(Description of the task) In the passage below on the natural and supernatural realms, reproduce word for word the portion starting with "The supernatural realm, as" and going on through "the perfect triangle.".
____ Document text
But what are these two realms? There is a tradition to be found in most theologies that requires such a division. The natural realm of our mortal existence seems to be a world of space and time in which things are located. Your life will have a beginning and an end in time, as does the existence of all other things. You also have a location, although this can vary over time. And when we think of natural causes of natural events, they seem to depend importantly on these spatiotemporal locations. Causes have to be close to the effects they produce in both space and time. Perhaps they have to be co-located at the very moment the cause produces the effect.

The supernatural realm, as religions typically depict it, stands outside of space and time. It is rarely understood as containing any physical things at all, so they don’t need to be in space. We might think of such a realm as the spirit world, for this is where spirits and all things spiritual sit. God, angels and ghosts have no bodies and so no spatiotemporal aspect, which is what allows us to think of this as a form of infinite existence or immortality. Interestingly, some think numbers and other mathematical objects are outside of space and time so not really part of the natural realm. This is why Plato allowed them an eternal existence in the realm of the Forms, along with other things such as the perfect triangle.

Of course not everyone believes that there is such a spiritual realm. Some don’t even think the idea coherent. It sometimes seems as if your spirit will have a beginning in time: for instance, at the point of conception. But how can something enter at a time into a world when it has no temporal dimension? And how can there be any change if there is no time? How does a spirit think or act with no time or change? However, it is not for me to defend in any great detail how such a supernatural world exists and what it is like. That is the theologians’ task. But it does seem essential that they take this task. God cannot be part of our natural world, even if he is very good and very powerful, maybe like Superman. That would still make him a natural object, lacking a spiritual dimension, and arguably not worthy of worship.
________
____ Data listing
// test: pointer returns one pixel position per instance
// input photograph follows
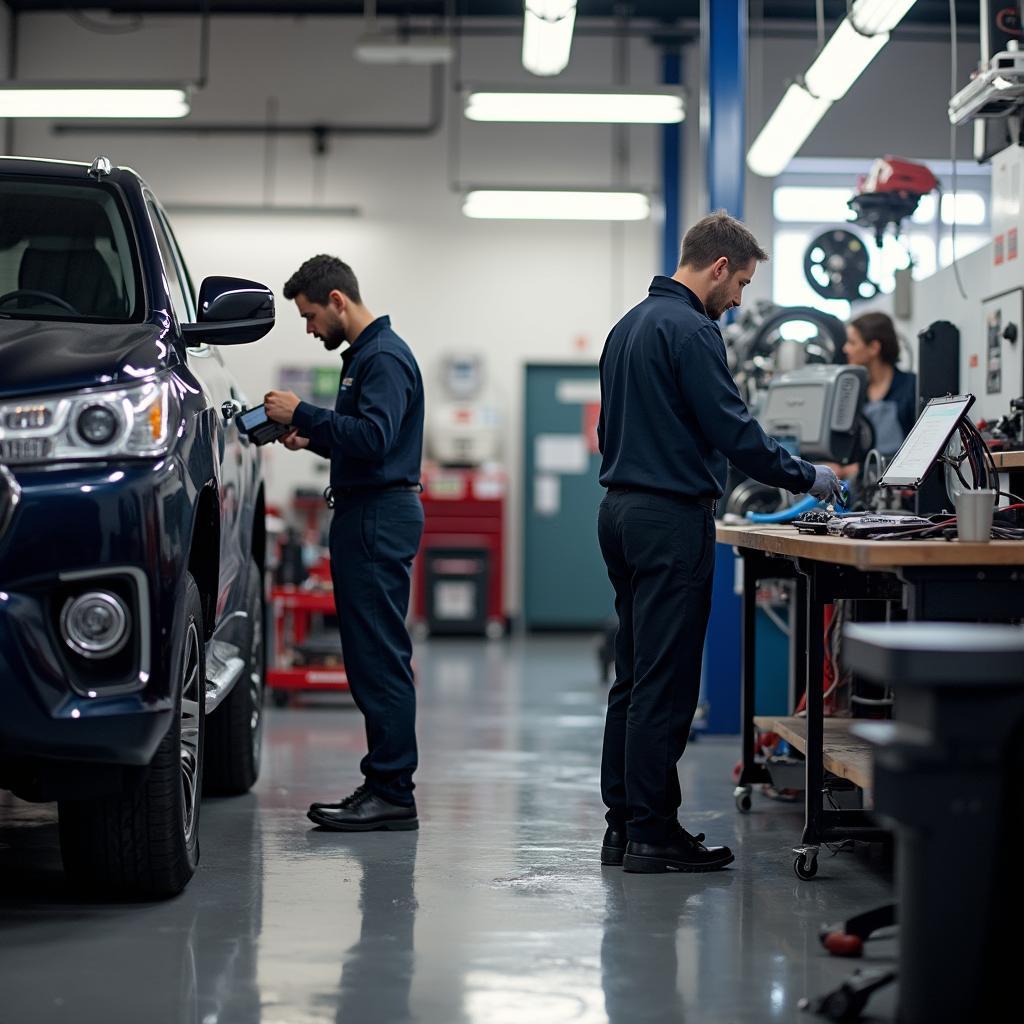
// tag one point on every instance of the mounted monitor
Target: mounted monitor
(927, 440)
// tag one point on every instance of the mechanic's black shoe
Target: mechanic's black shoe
(682, 853)
(341, 804)
(612, 847)
(366, 812)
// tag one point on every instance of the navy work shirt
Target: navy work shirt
(374, 437)
(671, 413)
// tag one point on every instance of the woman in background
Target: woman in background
(892, 394)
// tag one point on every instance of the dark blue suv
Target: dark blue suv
(131, 526)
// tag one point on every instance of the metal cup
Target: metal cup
(974, 515)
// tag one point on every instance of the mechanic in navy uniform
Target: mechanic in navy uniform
(671, 419)
(374, 438)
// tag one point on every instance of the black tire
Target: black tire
(235, 731)
(143, 843)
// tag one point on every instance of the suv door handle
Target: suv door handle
(229, 410)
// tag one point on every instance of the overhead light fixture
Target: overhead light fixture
(583, 107)
(522, 204)
(98, 101)
(547, 35)
(870, 16)
(842, 60)
(389, 48)
(786, 130)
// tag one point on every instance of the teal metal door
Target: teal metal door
(565, 585)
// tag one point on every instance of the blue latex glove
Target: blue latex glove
(826, 486)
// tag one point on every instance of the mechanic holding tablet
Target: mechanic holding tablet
(374, 438)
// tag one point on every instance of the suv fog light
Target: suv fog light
(97, 424)
(95, 625)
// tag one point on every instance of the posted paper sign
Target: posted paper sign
(561, 454)
(547, 495)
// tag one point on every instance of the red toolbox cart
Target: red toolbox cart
(294, 608)
(458, 583)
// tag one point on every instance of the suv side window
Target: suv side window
(177, 283)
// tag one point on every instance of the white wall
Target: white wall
(517, 291)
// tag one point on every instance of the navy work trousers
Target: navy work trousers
(374, 539)
(660, 556)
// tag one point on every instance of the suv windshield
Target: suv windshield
(65, 253)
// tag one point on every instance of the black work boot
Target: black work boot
(365, 811)
(613, 846)
(341, 804)
(682, 852)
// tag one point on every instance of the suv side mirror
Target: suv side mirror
(231, 311)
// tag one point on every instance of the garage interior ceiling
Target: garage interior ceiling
(925, 12)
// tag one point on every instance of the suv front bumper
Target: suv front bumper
(119, 526)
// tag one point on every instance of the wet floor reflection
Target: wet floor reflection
(497, 911)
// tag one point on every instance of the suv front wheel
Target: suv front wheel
(236, 728)
(144, 842)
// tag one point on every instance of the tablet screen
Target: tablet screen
(926, 441)
(252, 418)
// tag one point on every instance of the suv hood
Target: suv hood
(44, 356)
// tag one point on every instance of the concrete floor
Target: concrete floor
(497, 911)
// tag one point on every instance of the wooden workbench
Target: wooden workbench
(942, 581)
(869, 555)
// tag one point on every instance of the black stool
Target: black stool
(947, 771)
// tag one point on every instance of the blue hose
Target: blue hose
(804, 505)
(785, 515)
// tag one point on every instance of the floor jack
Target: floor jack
(847, 1003)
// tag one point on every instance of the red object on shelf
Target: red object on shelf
(293, 610)
(464, 511)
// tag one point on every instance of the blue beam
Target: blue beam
(724, 32)
(672, 145)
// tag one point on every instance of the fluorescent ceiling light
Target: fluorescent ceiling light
(547, 35)
(592, 108)
(786, 130)
(879, 15)
(388, 48)
(843, 60)
(552, 205)
(25, 99)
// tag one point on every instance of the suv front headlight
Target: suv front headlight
(129, 422)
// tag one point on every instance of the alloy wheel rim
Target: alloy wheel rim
(189, 722)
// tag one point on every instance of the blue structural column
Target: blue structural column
(724, 32)
(723, 29)
(672, 146)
________
(Written solution)
The supernatural realm, as religions typically depict it, stands outside of space and time. It is rarely understood as containing any physical things at all, so they don’t need to be in space. We might think of such a realm as the spirit world, for this is where spirits and all things spiritual sit. God, angels and ghosts have no bodies and so no spatiotemporal aspect, which is what allows us to think of this as a form of infinite existence or immortality. Interestingly, some think numbers and other mathematical objects are outside of space and time so not really part of the natural realm. This is why Plato allowed them an eternal existence in the realm of the Forms, along with other things such as the perfect triangle.